• [REQUIREMENTS]
Output the lines of the listing unchanged, beginning at the line containing "Target: pink soft coral" and ending after the line containing "column 209, row 104".

======

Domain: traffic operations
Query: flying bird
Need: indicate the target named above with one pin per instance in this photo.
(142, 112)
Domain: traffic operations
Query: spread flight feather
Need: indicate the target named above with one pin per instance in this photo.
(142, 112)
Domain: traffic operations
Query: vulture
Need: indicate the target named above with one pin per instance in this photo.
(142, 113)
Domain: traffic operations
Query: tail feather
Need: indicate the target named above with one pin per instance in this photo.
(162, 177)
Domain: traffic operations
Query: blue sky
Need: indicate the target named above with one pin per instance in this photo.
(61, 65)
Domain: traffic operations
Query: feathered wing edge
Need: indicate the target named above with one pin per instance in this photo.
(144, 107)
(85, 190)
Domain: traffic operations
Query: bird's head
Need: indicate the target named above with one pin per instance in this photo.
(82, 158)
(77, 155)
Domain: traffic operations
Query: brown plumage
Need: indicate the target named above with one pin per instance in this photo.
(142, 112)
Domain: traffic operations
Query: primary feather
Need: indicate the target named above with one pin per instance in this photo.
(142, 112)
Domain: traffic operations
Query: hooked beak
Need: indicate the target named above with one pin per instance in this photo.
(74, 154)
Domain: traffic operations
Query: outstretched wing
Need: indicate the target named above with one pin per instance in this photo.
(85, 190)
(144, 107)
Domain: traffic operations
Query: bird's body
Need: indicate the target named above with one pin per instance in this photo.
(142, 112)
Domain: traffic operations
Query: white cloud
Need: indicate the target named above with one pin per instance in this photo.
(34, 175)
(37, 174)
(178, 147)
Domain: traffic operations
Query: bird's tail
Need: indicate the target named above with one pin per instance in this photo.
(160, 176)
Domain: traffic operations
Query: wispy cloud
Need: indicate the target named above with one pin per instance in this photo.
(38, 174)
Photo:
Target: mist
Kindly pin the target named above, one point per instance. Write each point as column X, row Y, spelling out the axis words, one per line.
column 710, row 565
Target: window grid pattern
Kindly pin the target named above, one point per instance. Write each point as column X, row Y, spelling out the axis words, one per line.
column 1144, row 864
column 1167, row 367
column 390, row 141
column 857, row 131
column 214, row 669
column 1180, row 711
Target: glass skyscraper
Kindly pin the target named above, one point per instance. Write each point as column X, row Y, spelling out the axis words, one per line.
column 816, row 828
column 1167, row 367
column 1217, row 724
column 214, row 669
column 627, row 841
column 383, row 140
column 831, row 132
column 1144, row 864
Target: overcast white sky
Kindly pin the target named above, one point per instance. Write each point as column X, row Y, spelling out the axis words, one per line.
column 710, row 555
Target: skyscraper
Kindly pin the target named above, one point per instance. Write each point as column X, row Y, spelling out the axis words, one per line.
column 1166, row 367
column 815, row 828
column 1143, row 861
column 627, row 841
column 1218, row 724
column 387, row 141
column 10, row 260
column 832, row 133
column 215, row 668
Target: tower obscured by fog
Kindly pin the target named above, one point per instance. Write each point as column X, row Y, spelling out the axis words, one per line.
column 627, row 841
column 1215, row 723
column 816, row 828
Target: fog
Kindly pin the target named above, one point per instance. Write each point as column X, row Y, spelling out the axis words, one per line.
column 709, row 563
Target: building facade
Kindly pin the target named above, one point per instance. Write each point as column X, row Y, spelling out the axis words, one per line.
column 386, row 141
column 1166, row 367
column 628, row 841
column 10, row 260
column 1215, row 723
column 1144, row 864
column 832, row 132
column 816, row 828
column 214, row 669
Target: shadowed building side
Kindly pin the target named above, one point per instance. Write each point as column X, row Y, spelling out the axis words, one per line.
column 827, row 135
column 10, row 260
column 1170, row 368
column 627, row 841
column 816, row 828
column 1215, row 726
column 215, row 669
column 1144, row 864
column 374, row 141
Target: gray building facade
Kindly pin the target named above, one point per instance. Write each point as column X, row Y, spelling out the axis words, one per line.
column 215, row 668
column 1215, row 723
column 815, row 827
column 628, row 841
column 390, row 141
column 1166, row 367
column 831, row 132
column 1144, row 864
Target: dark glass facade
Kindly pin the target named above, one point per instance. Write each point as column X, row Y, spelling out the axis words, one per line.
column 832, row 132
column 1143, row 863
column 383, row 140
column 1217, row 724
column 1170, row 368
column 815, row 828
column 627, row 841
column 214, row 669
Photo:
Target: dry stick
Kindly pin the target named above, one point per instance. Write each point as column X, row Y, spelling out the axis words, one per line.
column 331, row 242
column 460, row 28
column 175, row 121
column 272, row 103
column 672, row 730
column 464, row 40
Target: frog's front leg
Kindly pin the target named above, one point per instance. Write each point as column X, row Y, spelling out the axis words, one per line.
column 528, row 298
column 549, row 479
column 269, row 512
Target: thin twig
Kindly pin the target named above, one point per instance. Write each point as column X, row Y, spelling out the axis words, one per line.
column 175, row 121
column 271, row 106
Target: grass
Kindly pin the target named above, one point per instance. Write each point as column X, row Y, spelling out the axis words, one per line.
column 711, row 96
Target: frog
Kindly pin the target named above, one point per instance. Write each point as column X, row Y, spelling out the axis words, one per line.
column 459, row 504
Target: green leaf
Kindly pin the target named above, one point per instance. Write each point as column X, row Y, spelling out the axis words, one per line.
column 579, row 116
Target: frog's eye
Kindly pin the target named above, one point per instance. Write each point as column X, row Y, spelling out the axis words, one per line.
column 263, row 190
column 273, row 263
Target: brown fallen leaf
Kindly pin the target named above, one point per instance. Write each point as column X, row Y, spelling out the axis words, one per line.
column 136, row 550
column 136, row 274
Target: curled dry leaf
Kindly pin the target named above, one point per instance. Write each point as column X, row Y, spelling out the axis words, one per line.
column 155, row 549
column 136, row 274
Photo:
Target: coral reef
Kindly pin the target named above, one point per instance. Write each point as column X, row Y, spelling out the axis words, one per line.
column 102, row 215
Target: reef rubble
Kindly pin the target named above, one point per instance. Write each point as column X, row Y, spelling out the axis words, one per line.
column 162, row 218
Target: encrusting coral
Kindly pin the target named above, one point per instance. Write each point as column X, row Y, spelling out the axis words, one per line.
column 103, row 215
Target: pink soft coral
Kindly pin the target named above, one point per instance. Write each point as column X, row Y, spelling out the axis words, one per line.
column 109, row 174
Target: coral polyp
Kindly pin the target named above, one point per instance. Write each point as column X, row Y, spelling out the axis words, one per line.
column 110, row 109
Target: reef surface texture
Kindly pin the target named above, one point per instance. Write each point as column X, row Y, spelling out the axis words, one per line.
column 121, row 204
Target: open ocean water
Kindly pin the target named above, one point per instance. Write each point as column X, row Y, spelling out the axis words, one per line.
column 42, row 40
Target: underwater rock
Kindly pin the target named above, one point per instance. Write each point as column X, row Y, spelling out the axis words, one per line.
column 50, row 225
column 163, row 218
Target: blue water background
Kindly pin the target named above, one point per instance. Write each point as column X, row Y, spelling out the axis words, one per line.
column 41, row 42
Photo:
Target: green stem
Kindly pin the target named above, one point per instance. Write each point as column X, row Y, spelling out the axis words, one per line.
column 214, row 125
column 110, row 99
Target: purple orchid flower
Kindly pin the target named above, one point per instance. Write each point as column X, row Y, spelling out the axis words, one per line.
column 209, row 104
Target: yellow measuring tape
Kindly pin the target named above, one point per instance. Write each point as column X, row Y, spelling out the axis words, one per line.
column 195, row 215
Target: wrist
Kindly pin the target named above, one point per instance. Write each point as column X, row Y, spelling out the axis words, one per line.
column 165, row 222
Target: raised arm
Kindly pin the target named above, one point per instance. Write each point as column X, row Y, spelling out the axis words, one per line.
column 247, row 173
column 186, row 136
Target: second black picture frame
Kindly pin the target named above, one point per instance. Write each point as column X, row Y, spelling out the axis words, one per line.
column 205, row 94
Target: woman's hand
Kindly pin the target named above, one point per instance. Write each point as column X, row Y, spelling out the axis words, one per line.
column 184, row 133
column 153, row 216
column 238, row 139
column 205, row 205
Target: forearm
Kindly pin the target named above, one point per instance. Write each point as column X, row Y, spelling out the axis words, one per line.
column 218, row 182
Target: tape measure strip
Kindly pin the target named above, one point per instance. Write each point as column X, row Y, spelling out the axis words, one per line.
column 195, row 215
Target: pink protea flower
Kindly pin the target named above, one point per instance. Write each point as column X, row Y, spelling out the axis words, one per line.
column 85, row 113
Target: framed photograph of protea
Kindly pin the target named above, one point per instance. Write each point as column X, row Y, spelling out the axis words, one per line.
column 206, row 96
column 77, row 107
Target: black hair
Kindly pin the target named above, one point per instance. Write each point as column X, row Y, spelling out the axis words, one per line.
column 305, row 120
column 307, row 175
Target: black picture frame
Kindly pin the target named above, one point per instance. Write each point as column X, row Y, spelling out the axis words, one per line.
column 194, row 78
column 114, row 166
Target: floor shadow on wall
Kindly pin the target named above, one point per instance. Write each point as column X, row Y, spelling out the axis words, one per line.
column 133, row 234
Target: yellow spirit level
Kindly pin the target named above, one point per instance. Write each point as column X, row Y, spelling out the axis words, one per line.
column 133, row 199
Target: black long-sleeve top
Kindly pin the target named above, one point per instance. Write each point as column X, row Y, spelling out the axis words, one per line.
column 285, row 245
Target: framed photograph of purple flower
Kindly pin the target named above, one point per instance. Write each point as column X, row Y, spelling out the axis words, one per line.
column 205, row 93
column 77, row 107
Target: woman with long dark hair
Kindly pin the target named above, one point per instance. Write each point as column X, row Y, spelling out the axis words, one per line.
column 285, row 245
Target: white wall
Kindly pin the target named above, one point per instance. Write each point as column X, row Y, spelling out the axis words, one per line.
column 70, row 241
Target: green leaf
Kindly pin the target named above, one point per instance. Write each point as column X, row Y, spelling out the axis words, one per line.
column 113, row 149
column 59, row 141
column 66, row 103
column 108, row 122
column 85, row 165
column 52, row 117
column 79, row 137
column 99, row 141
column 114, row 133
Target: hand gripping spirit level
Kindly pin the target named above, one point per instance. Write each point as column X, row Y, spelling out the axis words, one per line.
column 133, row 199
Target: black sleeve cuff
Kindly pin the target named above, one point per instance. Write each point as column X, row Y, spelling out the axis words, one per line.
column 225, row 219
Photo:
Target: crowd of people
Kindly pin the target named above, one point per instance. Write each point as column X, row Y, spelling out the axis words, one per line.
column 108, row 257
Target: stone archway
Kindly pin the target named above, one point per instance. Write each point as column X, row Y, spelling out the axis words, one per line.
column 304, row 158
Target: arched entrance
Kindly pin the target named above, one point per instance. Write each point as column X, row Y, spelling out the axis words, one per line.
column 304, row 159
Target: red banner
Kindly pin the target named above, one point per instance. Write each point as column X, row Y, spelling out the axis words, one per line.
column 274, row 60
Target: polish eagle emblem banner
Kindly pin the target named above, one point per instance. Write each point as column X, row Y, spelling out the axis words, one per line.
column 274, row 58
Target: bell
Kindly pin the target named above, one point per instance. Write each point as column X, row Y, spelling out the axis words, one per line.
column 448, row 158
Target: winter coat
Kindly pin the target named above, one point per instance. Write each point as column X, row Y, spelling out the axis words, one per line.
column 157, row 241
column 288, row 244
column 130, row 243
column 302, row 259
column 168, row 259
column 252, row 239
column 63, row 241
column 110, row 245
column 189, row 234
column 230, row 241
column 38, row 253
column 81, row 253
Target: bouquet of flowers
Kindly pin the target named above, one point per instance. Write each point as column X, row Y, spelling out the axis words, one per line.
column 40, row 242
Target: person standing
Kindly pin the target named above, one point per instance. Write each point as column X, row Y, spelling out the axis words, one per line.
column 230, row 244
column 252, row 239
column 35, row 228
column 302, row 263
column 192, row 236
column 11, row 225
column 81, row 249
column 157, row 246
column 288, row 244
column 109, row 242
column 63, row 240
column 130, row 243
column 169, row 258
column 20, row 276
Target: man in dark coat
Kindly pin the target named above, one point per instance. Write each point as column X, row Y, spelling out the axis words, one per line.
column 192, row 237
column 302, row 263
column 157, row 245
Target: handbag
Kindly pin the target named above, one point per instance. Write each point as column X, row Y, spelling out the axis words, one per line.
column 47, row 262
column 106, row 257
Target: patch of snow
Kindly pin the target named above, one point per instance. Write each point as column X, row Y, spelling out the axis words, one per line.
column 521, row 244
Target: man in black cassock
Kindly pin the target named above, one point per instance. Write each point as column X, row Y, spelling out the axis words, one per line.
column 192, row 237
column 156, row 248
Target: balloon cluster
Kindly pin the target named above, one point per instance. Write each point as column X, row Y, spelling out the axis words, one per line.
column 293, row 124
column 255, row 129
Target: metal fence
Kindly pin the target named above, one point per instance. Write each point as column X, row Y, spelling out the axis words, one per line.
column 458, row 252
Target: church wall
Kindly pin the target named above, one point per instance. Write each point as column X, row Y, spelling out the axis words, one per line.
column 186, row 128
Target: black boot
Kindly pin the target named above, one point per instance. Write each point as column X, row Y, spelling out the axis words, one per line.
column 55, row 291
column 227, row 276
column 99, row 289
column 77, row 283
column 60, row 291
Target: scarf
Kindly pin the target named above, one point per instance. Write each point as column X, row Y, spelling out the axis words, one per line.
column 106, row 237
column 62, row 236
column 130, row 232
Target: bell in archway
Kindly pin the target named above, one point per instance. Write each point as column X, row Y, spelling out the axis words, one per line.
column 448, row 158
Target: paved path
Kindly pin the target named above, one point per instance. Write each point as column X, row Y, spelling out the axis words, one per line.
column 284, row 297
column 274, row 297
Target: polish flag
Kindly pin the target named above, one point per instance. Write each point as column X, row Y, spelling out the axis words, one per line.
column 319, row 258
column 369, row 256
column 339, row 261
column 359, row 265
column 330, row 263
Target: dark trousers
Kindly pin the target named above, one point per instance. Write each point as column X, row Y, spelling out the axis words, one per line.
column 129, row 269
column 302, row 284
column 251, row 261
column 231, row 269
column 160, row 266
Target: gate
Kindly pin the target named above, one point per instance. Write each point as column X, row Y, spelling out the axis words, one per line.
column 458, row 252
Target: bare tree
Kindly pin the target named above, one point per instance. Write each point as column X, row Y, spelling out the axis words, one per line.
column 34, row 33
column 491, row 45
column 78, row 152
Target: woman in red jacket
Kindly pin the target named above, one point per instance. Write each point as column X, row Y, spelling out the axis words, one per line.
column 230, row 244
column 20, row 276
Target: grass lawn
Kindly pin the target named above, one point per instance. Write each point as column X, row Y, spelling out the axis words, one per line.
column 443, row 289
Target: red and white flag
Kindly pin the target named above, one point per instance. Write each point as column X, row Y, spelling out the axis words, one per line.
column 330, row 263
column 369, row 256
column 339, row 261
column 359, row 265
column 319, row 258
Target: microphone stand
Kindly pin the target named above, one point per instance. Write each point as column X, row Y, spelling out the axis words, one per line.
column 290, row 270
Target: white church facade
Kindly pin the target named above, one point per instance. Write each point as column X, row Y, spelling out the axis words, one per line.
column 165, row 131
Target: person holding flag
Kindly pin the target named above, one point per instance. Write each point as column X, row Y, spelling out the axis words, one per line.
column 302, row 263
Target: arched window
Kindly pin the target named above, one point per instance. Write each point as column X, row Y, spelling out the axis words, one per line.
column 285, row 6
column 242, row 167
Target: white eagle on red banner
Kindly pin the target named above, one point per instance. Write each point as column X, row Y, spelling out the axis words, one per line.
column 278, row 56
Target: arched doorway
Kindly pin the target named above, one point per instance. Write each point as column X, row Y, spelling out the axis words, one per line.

======

• [PROBLEM SOLUTION]
Target: pink soft coral
Kindly pin the target named above, one point per instance. Write each point as column X, row Y, spelling out the axis words, one per line.
column 109, row 174
Target: coral polyp
Kindly pin the target named above, one point per instance. Write each point as column X, row Y, spelling out the axis words, one per line.
column 110, row 109
Target: reef surface texture
Kindly pin the target named above, one point per instance. Write each point as column X, row Y, spelling out the axis words, one per line.
column 121, row 204
Target: open ocean water
Kindly pin the target named above, one point per instance. Write each point as column X, row Y, spelling out the axis words, one per line.
column 42, row 40
Target: underwater rock
Kindly pin the target named above, one point per instance. Write each point as column X, row Y, spelling out the axis words, one per line.
column 50, row 225
column 163, row 218
Target: blue water background
Kindly pin the target named above, one point per instance. Write each point as column X, row Y, spelling out the axis words, one per line.
column 41, row 42
Photo:
Target: green stem
Kindly pin the target named above, one point per instance. Write each point as column X, row Y, spelling out the axis words, one per line.
column 214, row 125
column 110, row 99
Target: purple orchid flower
Kindly pin the target named above, one point per instance. Write each point as column X, row Y, spelling out the axis words, one per line.
column 209, row 104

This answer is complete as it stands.